STORED RECORDS:
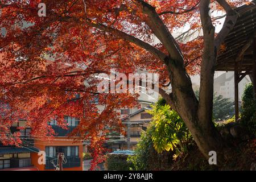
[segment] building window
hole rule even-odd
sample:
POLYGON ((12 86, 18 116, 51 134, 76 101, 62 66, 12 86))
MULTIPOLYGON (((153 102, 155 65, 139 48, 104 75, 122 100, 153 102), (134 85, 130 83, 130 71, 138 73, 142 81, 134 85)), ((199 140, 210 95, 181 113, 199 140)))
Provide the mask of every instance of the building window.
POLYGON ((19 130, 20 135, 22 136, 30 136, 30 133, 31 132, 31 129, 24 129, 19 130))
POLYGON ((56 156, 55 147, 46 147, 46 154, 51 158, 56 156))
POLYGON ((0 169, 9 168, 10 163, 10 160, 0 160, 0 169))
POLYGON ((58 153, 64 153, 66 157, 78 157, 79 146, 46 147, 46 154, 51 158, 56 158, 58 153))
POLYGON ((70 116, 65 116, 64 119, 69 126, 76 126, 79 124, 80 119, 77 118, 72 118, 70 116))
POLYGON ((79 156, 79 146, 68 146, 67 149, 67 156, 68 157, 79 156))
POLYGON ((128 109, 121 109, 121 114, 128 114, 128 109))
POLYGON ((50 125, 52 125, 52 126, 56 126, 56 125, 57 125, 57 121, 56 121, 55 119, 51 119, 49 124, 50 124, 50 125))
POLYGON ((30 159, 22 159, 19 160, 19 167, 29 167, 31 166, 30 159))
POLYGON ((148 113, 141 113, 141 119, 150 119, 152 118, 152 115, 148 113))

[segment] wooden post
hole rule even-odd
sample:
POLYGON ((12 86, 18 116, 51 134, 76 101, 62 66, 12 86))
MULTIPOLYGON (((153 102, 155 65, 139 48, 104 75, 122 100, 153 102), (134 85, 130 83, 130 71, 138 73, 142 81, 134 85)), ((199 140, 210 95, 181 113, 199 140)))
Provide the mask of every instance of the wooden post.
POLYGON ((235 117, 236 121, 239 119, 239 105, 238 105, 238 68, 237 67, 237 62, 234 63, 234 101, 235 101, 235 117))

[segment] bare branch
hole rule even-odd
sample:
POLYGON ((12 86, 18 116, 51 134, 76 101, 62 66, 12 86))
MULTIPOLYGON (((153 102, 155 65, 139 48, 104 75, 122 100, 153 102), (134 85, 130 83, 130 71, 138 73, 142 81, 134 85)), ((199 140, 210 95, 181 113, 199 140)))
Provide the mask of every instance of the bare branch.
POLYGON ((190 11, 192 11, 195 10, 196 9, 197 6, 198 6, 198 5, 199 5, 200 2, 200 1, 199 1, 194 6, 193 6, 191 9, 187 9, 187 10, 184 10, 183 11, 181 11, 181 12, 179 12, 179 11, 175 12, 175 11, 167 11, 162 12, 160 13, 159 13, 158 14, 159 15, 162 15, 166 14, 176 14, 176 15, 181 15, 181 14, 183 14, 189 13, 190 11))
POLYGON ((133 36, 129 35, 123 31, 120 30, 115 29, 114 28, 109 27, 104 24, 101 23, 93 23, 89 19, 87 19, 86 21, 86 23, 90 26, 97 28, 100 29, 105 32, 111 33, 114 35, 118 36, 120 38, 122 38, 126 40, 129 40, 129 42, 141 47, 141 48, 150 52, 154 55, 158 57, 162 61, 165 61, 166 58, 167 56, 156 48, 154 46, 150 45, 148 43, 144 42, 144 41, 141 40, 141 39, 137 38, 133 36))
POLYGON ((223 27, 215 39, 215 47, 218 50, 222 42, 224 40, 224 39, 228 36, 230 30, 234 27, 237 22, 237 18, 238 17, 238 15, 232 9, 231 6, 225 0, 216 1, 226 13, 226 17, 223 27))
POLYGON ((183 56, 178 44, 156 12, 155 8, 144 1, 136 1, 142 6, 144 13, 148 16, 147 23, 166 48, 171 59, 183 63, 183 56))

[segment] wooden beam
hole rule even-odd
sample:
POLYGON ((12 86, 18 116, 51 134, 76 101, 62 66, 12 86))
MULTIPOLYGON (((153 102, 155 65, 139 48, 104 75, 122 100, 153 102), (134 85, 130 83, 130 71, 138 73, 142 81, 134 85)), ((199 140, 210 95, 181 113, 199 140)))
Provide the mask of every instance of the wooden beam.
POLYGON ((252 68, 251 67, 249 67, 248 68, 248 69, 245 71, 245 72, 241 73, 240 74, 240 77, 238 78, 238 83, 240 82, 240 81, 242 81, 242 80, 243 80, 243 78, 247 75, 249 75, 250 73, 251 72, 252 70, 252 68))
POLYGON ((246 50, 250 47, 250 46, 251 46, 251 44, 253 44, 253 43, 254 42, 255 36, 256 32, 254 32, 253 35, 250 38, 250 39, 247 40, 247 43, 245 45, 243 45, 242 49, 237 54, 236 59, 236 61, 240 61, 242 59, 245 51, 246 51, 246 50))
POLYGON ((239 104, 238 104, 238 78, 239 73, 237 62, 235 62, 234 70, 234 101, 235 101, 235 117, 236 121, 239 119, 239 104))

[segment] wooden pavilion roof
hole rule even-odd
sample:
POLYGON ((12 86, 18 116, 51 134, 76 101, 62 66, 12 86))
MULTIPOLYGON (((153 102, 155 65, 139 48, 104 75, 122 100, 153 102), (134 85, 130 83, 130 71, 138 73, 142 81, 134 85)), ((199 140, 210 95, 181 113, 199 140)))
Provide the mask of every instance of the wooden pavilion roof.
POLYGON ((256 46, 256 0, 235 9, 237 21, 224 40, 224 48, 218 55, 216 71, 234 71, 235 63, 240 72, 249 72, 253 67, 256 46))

WHAT IS ASKED: Rewrite all the entries above with "wooden" changed to "timber" and everything else kept the same. Omit the pictures from your answer.

FINAL RESULT:
[segment] building window
hole rule even-odd
sample:
POLYGON ((12 86, 18 116, 51 134, 76 101, 62 66, 12 86))
MULTIPOLYGON (((153 102, 155 65, 139 48, 104 75, 122 100, 153 102), (134 85, 130 83, 130 71, 138 73, 142 81, 134 85)), ((199 140, 210 95, 181 113, 199 140)))
Provide the mask of every instance of the building window.
POLYGON ((19 130, 20 135, 22 136, 30 136, 30 133, 31 132, 31 129, 24 129, 19 130))
POLYGON ((56 156, 55 147, 46 147, 46 154, 51 158, 56 156))
POLYGON ((0 169, 9 168, 10 163, 10 160, 0 160, 0 169))
POLYGON ((58 153, 64 153, 66 157, 78 157, 79 146, 46 147, 46 154, 51 158, 56 158, 58 153))
POLYGON ((70 116, 65 116, 64 119, 69 126, 76 126, 79 124, 80 119, 77 118, 72 118, 70 116))
POLYGON ((79 156, 79 146, 68 146, 67 149, 67 156, 68 157, 79 156))
POLYGON ((128 109, 121 109, 121 114, 128 114, 128 109))
POLYGON ((50 125, 52 125, 52 126, 56 126, 56 125, 57 125, 57 121, 56 121, 55 119, 51 119, 49 124, 50 124, 50 125))
POLYGON ((30 159, 22 159, 19 160, 19 167, 29 167, 31 166, 30 159))
POLYGON ((148 113, 141 113, 141 119, 150 119, 152 118, 152 115, 148 113))

[segment] timber post
hole rule even-odd
sample:
POLYGON ((12 86, 18 116, 51 134, 76 101, 62 66, 12 86))
MULTIPOLYGON (((153 102, 155 65, 139 48, 104 75, 122 100, 153 102), (134 85, 130 83, 130 71, 138 73, 142 81, 134 85)), ((199 140, 210 95, 181 113, 199 140)))
Provide the mask of every instance of the timber post.
POLYGON ((235 117, 236 121, 239 119, 239 105, 238 105, 238 68, 237 67, 237 62, 234 63, 234 101, 235 101, 235 117))

[segment] bare branch
hole rule even-odd
sample:
POLYGON ((12 86, 18 116, 51 134, 76 101, 62 66, 12 86))
MULTIPOLYGON (((153 102, 155 65, 139 48, 104 75, 122 100, 153 102), (134 85, 130 83, 130 71, 138 73, 142 81, 134 85)), ((199 140, 210 95, 181 113, 199 140)))
Provide the mask of every instance of the bare branch.
POLYGON ((190 11, 192 11, 195 10, 196 9, 197 6, 198 6, 198 5, 199 5, 200 2, 200 1, 199 1, 194 6, 193 6, 191 9, 187 9, 187 10, 184 10, 183 11, 181 11, 181 12, 179 12, 179 11, 175 12, 175 11, 167 11, 162 12, 160 13, 159 13, 158 14, 159 15, 162 15, 166 14, 176 14, 176 15, 181 15, 181 14, 183 14, 189 13, 190 11))
POLYGON ((133 36, 129 35, 123 31, 120 30, 115 29, 114 28, 109 27, 104 24, 101 23, 93 23, 89 19, 87 19, 86 21, 86 23, 90 26, 97 28, 100 29, 105 32, 111 33, 114 35, 118 36, 120 38, 122 38, 126 40, 129 40, 129 42, 141 47, 141 48, 150 52, 154 55, 158 57, 162 61, 165 61, 166 58, 167 56, 156 48, 154 46, 150 45, 148 43, 144 42, 144 41, 141 40, 141 39, 137 38, 133 36))
POLYGON ((223 27, 215 39, 215 47, 218 50, 222 42, 224 40, 224 39, 228 36, 230 30, 234 27, 237 22, 237 18, 238 17, 238 15, 232 9, 231 6, 225 0, 216 1, 226 13, 226 17, 223 27))
POLYGON ((183 56, 178 44, 156 12, 155 8, 144 1, 136 1, 142 6, 144 13, 148 16, 147 23, 166 48, 171 59, 183 63, 183 56))

[segment] timber beam
hole rule even-odd
sample:
POLYGON ((12 86, 18 116, 51 134, 76 101, 62 66, 12 86))
MULTIPOLYGON (((153 102, 155 65, 139 48, 104 75, 122 100, 153 102), (134 85, 130 83, 130 71, 138 73, 142 81, 134 85)), ((199 140, 210 95, 181 113, 199 140)))
Provide the mask of every instance of the timber beam.
POLYGON ((252 68, 251 67, 249 67, 248 68, 248 69, 245 71, 245 72, 241 73, 240 74, 240 77, 238 78, 238 83, 240 82, 240 81, 242 81, 242 80, 243 80, 243 78, 247 75, 249 75, 250 73, 251 72, 252 70, 252 68))
POLYGON ((246 50, 250 47, 250 46, 251 46, 251 44, 253 44, 253 43, 254 42, 255 36, 256 32, 254 32, 253 35, 250 38, 250 39, 247 40, 247 43, 245 45, 243 45, 242 49, 237 54, 236 59, 236 61, 240 61, 242 59, 245 51, 246 51, 246 50))
POLYGON ((239 104, 238 104, 238 78, 239 73, 237 62, 235 62, 234 70, 234 101, 235 101, 235 117, 236 121, 239 119, 239 104))

[segment] timber pavilion roof
hole rule even-odd
sample:
POLYGON ((12 86, 18 116, 51 134, 76 101, 62 66, 12 86))
MULTIPOLYGON (((153 102, 155 65, 139 48, 104 75, 122 100, 153 102), (134 85, 130 83, 130 71, 138 73, 142 81, 134 85)), ((199 140, 210 95, 181 113, 199 140)))
Provide the mask of every instance of the timber pavilion roof.
POLYGON ((256 46, 256 0, 235 9, 237 21, 224 40, 224 48, 218 55, 216 71, 234 71, 235 63, 240 72, 249 72, 253 67, 256 46))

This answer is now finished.